Goal of the exercise:
Update the entries below by replacing "shoreline" with "coastline" and leaving everything else unchanged.
— Start of Material provided —
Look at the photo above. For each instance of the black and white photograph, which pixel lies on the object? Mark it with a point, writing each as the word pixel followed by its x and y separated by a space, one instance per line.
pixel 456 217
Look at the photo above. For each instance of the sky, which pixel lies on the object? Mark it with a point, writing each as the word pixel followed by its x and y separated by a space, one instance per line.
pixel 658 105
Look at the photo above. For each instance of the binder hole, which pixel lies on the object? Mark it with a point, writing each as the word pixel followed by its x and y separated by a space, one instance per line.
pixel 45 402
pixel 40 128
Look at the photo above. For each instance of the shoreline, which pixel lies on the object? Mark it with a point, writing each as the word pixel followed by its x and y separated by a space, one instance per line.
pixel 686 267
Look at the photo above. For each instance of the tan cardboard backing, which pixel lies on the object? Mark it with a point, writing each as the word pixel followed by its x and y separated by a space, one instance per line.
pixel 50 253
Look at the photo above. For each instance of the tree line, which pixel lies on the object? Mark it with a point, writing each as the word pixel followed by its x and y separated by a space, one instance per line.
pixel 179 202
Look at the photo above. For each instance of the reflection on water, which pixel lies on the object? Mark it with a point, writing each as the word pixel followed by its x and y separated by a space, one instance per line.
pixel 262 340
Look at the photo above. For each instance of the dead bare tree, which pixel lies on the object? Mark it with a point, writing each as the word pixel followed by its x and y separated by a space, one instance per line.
— End of Material provided —
Answer for this exercise:
Look at the photo above. For each instance of the black and white photograph, which pixel lies on the object? Mark it with a point, writing each as the word pixel followed by its x and y separated by a space, one instance per line.
pixel 456 217
Look at the photo above. For each instance of the sky, which pixel lies on the object? Mark it with a point, writing each as the word pixel followed by its x and y separated by a space, one instance per line.
pixel 658 105
Look at the photo above. For each instance of the binder hole, which pixel lies on the object? Mark it with a point, writing each as the word pixel followed by its x and y separated by a space, one instance per line.
pixel 45 402
pixel 40 128
Look at the photo above. For each instance of the coastline, which pixel lies on the object? Mark it with a point, writing each as the word pixel followed by its x and y separated by a space, one instance per line.
pixel 686 267
Look at the photo above. For each instance of the tan cardboard backing, which pixel lies on the object? Mark it with a point, writing each as the word pixel followed by its x and y separated by a space, one instance per line.
pixel 50 253
Look at the photo above. For each instance of the tree line, which pixel lies on the object? Mark it with a point, writing each as the word pixel followed by its x and y separated by a space, one instance per line.
pixel 179 202
Look at the photo above. For each instance of the reflection on water, which pixel lies on the object? Mark it with a point, writing each as the word pixel followed by its x and y separated by a space, one instance per line.
pixel 262 340
Look at the photo above. For each instance of the dead bare tree, which pixel lies on the object? Mark it with a point, writing each as the word pixel followed by its x and y separated by a space, one instance per line.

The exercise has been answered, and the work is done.